● What is needed:
Collect every line in the entries below that contains the string "mask", matching case exactly, and copy each one out.
┌────────
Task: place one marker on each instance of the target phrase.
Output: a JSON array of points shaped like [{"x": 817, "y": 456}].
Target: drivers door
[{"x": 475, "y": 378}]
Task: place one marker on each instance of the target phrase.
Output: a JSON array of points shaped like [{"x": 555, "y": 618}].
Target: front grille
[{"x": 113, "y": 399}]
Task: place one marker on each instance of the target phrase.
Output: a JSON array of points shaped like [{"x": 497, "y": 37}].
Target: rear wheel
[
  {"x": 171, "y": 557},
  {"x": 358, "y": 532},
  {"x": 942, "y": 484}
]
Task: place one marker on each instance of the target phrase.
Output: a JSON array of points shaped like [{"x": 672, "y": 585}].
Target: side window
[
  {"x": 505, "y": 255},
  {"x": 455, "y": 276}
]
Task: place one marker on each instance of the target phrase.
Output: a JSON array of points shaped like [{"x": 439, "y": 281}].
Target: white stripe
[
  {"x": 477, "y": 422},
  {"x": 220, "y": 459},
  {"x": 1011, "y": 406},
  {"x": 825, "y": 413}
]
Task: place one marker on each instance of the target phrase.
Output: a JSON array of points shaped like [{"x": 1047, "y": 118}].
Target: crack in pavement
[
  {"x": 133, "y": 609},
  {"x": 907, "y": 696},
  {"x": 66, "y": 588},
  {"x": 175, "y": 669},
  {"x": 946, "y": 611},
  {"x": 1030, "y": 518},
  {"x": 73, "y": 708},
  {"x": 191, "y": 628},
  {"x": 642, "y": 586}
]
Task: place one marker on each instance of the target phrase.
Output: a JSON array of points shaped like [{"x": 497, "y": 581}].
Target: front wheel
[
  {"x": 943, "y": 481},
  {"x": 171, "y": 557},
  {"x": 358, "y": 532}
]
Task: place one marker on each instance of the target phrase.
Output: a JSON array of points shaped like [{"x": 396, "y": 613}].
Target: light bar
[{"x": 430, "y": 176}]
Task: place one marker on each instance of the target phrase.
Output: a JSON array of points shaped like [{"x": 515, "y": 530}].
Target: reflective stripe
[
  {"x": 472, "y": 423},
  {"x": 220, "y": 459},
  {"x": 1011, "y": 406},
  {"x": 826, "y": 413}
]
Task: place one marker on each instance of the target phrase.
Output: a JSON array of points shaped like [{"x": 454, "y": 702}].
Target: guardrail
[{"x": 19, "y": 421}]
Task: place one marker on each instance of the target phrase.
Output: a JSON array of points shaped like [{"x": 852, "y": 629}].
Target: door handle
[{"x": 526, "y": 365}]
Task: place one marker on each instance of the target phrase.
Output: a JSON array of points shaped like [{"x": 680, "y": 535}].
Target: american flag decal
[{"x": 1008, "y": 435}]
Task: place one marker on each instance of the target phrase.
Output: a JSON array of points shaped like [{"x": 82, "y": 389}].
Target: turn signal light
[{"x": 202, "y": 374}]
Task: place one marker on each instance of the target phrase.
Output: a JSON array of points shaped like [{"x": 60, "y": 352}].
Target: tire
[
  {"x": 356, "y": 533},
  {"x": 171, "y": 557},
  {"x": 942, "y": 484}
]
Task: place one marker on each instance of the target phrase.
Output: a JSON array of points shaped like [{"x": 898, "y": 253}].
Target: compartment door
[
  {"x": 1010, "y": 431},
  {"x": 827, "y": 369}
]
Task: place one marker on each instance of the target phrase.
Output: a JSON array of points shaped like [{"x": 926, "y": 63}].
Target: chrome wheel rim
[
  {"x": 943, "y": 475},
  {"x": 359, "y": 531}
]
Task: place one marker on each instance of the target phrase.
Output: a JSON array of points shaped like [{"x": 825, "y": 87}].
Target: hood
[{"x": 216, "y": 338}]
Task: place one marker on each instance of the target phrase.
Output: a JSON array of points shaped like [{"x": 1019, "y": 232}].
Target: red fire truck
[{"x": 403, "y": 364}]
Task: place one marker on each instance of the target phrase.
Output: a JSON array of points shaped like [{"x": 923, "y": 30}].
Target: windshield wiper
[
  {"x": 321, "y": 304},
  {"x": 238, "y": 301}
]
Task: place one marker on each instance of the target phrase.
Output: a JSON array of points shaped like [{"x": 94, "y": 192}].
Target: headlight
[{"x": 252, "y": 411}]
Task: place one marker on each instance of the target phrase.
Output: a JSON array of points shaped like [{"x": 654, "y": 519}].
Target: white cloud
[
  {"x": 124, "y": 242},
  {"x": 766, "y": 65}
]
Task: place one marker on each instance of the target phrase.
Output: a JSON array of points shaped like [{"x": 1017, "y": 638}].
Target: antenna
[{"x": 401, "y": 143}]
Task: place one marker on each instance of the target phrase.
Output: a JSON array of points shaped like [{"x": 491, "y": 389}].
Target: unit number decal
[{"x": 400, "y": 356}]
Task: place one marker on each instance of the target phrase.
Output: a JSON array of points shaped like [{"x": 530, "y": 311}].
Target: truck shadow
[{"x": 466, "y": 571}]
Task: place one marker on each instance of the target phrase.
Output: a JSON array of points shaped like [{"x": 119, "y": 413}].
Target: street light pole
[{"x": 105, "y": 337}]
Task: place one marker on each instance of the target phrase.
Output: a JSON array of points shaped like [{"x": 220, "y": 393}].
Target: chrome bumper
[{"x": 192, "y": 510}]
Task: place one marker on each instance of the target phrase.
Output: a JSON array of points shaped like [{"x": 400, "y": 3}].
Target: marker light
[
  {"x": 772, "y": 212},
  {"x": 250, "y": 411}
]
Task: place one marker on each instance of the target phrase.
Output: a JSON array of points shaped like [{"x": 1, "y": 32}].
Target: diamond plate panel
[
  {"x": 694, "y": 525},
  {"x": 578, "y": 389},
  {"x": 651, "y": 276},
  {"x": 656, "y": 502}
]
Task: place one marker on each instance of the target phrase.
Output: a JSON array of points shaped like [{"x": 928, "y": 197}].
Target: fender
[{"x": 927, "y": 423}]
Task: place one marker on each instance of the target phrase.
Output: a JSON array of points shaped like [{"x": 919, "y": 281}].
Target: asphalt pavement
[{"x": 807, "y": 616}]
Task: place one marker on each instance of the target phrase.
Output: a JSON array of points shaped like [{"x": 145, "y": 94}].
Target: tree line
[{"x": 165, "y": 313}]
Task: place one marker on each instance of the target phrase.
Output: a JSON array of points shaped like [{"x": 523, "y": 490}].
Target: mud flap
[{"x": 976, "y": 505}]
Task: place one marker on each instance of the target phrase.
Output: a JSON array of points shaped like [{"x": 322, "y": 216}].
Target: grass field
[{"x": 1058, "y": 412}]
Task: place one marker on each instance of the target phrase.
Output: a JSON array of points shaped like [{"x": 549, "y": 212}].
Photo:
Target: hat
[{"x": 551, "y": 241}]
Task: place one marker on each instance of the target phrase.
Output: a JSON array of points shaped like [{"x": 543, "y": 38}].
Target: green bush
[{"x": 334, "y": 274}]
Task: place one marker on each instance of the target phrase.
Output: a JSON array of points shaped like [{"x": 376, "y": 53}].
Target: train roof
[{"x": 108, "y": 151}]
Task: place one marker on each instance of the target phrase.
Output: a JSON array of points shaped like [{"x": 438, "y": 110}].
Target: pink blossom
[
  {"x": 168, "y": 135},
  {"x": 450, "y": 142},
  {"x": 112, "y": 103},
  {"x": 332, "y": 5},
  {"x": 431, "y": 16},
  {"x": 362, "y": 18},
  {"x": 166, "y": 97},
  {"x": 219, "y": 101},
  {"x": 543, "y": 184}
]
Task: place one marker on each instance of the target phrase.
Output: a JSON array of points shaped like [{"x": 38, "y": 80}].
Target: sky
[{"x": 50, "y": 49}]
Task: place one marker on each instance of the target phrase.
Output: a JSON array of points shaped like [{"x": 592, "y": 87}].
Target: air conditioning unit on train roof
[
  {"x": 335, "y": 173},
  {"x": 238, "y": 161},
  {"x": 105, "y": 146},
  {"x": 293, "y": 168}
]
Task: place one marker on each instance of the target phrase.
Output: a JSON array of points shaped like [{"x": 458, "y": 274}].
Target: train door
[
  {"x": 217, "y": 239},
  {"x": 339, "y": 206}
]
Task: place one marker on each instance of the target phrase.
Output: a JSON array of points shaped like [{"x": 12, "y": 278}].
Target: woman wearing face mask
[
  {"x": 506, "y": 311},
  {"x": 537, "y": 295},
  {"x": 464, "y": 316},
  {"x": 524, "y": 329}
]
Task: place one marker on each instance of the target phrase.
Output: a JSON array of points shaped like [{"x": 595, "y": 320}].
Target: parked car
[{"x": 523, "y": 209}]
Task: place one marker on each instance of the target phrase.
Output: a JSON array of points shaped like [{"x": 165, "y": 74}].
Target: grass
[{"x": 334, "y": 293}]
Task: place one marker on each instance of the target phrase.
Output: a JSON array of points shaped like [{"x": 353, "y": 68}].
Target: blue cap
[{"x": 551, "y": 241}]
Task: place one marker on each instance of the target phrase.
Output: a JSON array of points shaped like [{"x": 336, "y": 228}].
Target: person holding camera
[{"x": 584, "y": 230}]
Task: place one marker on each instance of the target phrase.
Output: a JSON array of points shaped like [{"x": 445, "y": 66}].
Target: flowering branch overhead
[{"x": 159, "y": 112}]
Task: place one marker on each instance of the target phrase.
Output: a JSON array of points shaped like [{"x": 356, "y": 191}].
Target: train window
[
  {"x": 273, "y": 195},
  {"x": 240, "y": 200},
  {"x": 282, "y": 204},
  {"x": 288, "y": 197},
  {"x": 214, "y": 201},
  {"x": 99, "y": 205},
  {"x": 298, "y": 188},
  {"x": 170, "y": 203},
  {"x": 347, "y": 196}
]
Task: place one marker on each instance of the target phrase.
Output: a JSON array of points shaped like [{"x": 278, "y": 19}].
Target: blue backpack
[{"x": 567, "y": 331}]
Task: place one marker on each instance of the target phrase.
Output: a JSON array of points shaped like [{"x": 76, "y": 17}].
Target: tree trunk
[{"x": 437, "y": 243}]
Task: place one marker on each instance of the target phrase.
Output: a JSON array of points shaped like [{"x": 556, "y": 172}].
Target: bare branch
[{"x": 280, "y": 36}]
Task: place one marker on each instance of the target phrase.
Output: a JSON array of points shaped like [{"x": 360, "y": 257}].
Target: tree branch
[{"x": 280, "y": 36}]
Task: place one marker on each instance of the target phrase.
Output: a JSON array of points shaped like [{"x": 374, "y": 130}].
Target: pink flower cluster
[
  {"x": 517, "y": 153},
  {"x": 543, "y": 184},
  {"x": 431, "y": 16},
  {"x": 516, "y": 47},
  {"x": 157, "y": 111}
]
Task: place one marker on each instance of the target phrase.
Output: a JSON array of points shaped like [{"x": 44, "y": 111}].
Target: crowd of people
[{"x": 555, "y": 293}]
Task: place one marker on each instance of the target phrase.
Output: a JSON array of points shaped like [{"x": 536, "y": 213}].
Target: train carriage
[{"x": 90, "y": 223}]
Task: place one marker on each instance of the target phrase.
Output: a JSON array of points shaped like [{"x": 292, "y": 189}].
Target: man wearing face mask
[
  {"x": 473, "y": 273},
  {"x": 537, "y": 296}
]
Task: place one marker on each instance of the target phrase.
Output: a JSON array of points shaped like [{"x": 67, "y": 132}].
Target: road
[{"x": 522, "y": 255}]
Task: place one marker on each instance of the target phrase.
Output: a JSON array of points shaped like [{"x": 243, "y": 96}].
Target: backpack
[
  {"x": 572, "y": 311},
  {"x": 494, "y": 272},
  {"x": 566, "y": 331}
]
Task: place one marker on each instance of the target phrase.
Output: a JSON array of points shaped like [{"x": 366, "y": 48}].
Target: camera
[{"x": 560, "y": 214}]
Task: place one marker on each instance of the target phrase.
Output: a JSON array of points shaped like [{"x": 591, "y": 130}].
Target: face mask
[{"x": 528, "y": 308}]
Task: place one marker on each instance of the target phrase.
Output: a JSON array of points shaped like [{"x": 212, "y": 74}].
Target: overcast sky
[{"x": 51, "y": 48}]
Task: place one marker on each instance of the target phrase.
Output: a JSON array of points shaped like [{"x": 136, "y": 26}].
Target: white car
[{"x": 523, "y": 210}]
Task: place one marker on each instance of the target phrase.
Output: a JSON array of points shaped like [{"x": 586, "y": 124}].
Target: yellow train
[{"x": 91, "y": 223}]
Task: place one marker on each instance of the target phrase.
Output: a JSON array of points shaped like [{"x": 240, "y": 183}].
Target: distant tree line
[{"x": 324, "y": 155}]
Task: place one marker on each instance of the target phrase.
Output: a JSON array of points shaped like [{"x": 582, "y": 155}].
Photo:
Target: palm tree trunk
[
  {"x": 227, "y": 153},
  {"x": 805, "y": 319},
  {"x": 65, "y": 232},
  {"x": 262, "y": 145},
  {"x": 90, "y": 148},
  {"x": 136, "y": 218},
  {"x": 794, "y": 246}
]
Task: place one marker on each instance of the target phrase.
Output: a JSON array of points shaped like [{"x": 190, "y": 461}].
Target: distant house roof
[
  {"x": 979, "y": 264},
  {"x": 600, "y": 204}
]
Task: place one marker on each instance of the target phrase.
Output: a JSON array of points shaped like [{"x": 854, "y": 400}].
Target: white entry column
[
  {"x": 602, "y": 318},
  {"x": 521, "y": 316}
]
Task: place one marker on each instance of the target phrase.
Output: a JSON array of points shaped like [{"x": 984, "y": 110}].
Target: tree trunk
└────────
● Output for this task:
Target: woman wearing face mask
Target: man wearing face mask
Target: face mask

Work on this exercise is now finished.